:: INFORMATION PROVIDED ::
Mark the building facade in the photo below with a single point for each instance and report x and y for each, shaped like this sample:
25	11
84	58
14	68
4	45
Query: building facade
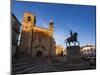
36	41
88	50
15	33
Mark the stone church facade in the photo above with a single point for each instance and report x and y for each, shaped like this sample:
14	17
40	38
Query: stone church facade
36	41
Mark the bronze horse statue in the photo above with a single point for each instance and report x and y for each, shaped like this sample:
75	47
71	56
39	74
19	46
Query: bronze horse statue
72	38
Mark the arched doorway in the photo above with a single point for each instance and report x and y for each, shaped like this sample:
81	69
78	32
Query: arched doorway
39	53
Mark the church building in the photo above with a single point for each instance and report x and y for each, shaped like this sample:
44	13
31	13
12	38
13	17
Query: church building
36	41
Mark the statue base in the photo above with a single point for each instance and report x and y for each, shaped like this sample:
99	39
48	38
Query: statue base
73	54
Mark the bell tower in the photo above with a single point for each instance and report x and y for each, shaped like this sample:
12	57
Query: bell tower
51	26
28	23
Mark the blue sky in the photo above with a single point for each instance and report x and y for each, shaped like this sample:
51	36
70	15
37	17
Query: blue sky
79	18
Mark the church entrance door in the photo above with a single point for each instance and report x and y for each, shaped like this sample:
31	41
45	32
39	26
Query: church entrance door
39	53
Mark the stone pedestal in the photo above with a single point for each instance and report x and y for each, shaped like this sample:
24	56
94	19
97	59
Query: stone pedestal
73	54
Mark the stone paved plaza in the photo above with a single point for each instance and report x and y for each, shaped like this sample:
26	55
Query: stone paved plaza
41	65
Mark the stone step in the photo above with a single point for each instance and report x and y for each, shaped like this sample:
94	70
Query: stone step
21	67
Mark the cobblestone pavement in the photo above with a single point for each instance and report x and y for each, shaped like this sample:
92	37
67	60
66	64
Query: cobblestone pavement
43	65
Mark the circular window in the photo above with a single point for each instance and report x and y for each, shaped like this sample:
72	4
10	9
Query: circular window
29	18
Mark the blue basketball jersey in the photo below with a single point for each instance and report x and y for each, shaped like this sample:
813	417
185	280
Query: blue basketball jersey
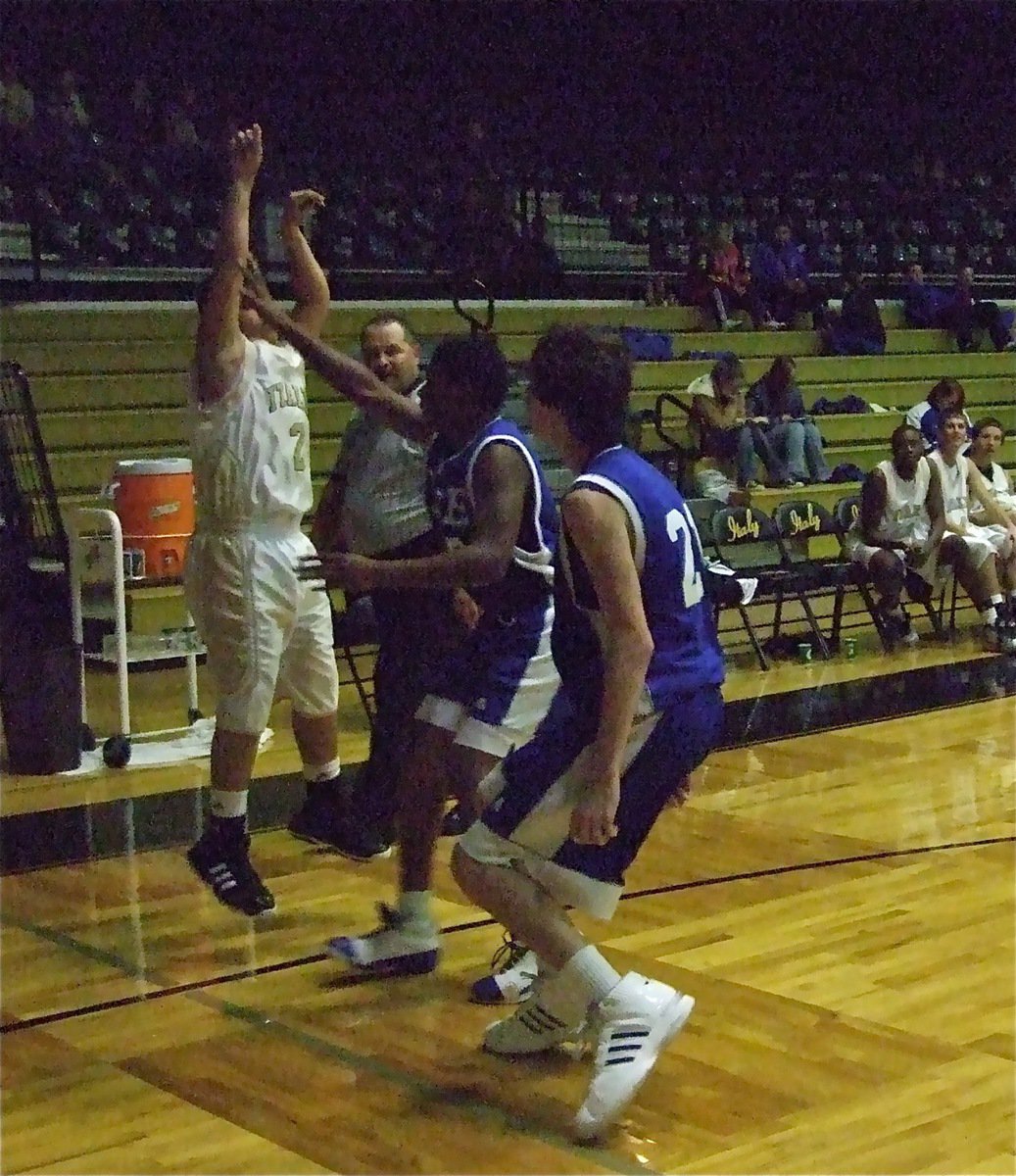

:: DIRECTIONS ::
From the items above, pull every line that contains the word "doorway" and list those lines in their original order.

:: ANSWER IN FULL ::
Mark the arched doorway in the photo above with a single point for each instance and report x and y for each, shaped like this sample:
Query: arched doorway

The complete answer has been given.